Anweisungen:
- 1) Geben Sie aus dem Text zur Bürgerbeteiligung in Frankfurt den Abschnitt wieder, der mit „Bürgerbeteiligung schafft Transparenz, stärkt“ beginnt und mit „die Zukunft geplant?“ endet.
- 2) Schreiben Sie den Text zur Bürgerbeteiligung in Frankfurt im Anschluss an seinen letzten Satz weiter.

Bürgerbeteiligung schafft Transparenz, stärkt Vertrauen, verbessert die Qualität von Entscheidungen und sorgt dafür, dass wichtige Themen früher erkannt und bearbeitet werden können. Sie stärkt auch die Akzeptanz von Vorhaben. In einer diversen Stadt wie Frankfurt ist Beteiligung besonders wichtig. Sie bringt Expertise aus der Zivilgesellschaft in die Verwaltung und eröffnet Perspektiven, die im klassischen Verwaltungsprozess oft untergehen. Beteiligung bedeutet auch, Entscheidungen auf eine breitere Basis zu stellen und dadurch langfristig tragfähiger zu machen.
„Unser Ziel ist es, Bürgerbeteiligung systematisch innerhalb der Stadtverwaltung mitzudenken.“
Wie setzt Frankfurt Bürgerbeteiligung aktuell um und was ist für die Zukunft geplant?
Frankfurt setzt Bürgerbeteiligung aktuell je nach Zuständigkeit der Ämter unterschiedlich um. Eine gemeinsame Grundlage für diese Formate fehlte bislang. Die Richtlinie für Öffentlichkeitsbeteiligung, beschlossen im Mai 2025, setzt einen neuen Standard. Wir führen damit verbindliche Regeln für freiwillige Beteiligung ein. Ein zentrales Element ist die Vorhabenliste auf ffm.de: Alle Projekte mit Beteiligungspotenzial sind dort gebündelt zu finden – transparent und öffentlich zugänglich. Bürgerinnen und Bürger können dort künftig auch Beteiligung anstoßen oder erweitern. Sobald 400 Unterstützerinnen und Unterstützer zusammenkommen, ist die Stadt verpflichtet, zu prüfen und öffentlich Stellung zu beziehen. Zusätzlich arbeiten wir mit Beteiligungssteckbriefen, die transparent machen, worum es im Beteiligungsprozess geht, welche Spielräume bestehen und wie die Rückmeldungen gesichert werden. Der neue Beirat, zur Hälfte aus gelosten Bürgerinnen und Bürgern bestehend, begleitet die Umsetzung der Richtlinie kritisch. Diese ist bewusst als lernendes System angelegt.

Zu prüfende Daten:
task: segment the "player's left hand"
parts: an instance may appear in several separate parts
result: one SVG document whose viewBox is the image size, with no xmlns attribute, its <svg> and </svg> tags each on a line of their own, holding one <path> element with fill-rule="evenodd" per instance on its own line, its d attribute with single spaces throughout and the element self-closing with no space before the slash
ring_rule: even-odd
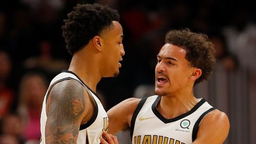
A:
<svg viewBox="0 0 256 144">
<path fill-rule="evenodd" d="M 100 138 L 100 144 L 118 144 L 117 137 L 103 131 L 102 136 Z"/>
</svg>

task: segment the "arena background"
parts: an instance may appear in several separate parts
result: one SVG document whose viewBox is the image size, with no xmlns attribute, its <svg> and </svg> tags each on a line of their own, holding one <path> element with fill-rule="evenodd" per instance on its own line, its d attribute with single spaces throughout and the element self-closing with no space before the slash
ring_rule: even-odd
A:
<svg viewBox="0 0 256 144">
<path fill-rule="evenodd" d="M 204 98 L 228 115 L 230 129 L 225 143 L 256 142 L 256 1 L 220 0 L 1 1 L 0 139 L 38 141 L 38 134 L 33 134 L 38 132 L 39 116 L 33 120 L 34 134 L 28 130 L 31 126 L 27 119 L 30 105 L 37 100 L 23 98 L 30 98 L 22 94 L 23 78 L 35 71 L 49 83 L 68 68 L 71 57 L 61 36 L 63 19 L 78 3 L 94 2 L 118 10 L 124 35 L 126 53 L 120 75 L 98 84 L 106 110 L 132 97 L 154 94 L 156 55 L 165 33 L 188 28 L 208 35 L 218 52 L 214 74 L 196 86 L 197 97 Z M 10 124 L 9 119 L 14 122 Z"/>
</svg>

Erwartete Ausgaben:
- 1)
Bürgerbeteiligung schafft Transparenz, stärkt Vertrauen, verbessert die Qualität von Entscheidungen und sorgt dafür, dass wichtige Themen früher erkannt und bearbeitet werden können. Sie stärkt auch die Akzeptanz von Vorhaben. In einer diversen Stadt wie Frankfurt ist Beteiligung besonders wichtig. Sie bringt Expertise aus der Zivilgesellschaft in die Verwaltung und eröffnet Perspektiven, die im klassischen Verwaltungsprozess oft untergehen. Beteiligung bedeutet auch, Entscheidungen auf eine breitere Basis zu stellen und dadurch langfristig tragfähiger zu machen.
„Unser Ziel ist es, Bürgerbeteiligung systematisch innerhalb der Stadtverwaltung mitzudenken.“
Wie setzt Frankfurt Bürgerbeteiligung aktuell um und was ist für die Zukunft geplant?

- 2)
Welche Rolle spielt die E-Partizipation?
E-Partizipation ist für uns zentral. Beteiligung muss heute auch digital funktionieren – zeitlich flexibel, barrierearm und für alle erreichbar. Das Beteiligungsportal „Frankfurt fragt mich“ ist dabei unser Dreh- und Angelpunkt. Über die Plattform können Menschen mit wenigen Klicks Vorschläge einreichen, sich über Vorhaben informieren oder über Beteiligungen abstimmen. Langfristig wird die Vorhabenliste automatisiert aus dem Parlamentsinformationssystem gespeist. Damit machen wir Beteiligung transparenter, strukturierter und aktueller. Gleichzeitig ist klar: Digital ersetzt nicht den persönlichen Austausch, aber erweitert ihn. Wir denken analog und digital zusammen.
Wie wollen Sie die Bevölkerung motivieren, sich zu beteiligen?
Indem wir Beteiligung sichtbar und sinnvoll machen. Menschen beteiligen sich, wenn sie verstehen, worum es geht und wenn sie merken, dass ihre Beiträge zählen. Rückmeldungen sind daher essenziell. Die Stadt verpflichtet sich, Teilnehmenden verständlich zu erklären, was mit ihren Ideen passiert, wie weit die Beteiligung reicht und auch im Nachgang über den Stand der Umsetzung der Ideen zu berichten. Zudem arbeiten wir eng mit Multiplikatoren, Stadtteilakteuren und zivilgesellschaftlichen Gruppen zusammen. Beteiligung braucht Zugänge und manchmal auch Übersetzung. Sie muss niedrigschwellig, respektvoll und wertschätzend sein. Veranstaltungen vor Ort, persönliche Ansprache, aber auch das konsequente Offenlegen von Beteiligungsergebnissen schaffen Vertrauen.
Kürzlich hat die Stadtverordnetenversammlung eine neue Richtlinie für Öffentlichkeitsbeteiligung verabschiedet (wir berichteten). Welche Schwerpunkte werden darin gesetzt?
Die Richtlinie legt verbindliche Qualitätsstandards fest: transparente Verfahren, frühzeitige Einbindung, verständliche Kommunikation, klare Beteiligungsgegenstände, Rückmeldeschleifen. Sie verpflichtet die Verwaltung dazu, Beteiligung professionell zu planen und die Öffentlichkeit aktiv einzubinden. Mit der Vorhabenliste machen wir Beteiligung auffindbar. Mit dem Beteiligungsquorum können Bürgerinnen und Bürger die Erweiterung von Beteiligung anstoßen. Der neue Beirat begleitet Umsetzung und Weiterentwicklung kritisch. Und: Die Richtlinie wird nicht einmalig beschlossen und dann abgeheftet. Sie ist dynamisch angelegt – wir lernen, wir evaluieren, wir verbessern. Das ist Ausdruck einer Verwaltung, die bereit ist, sich zu öffnen und zu verändern.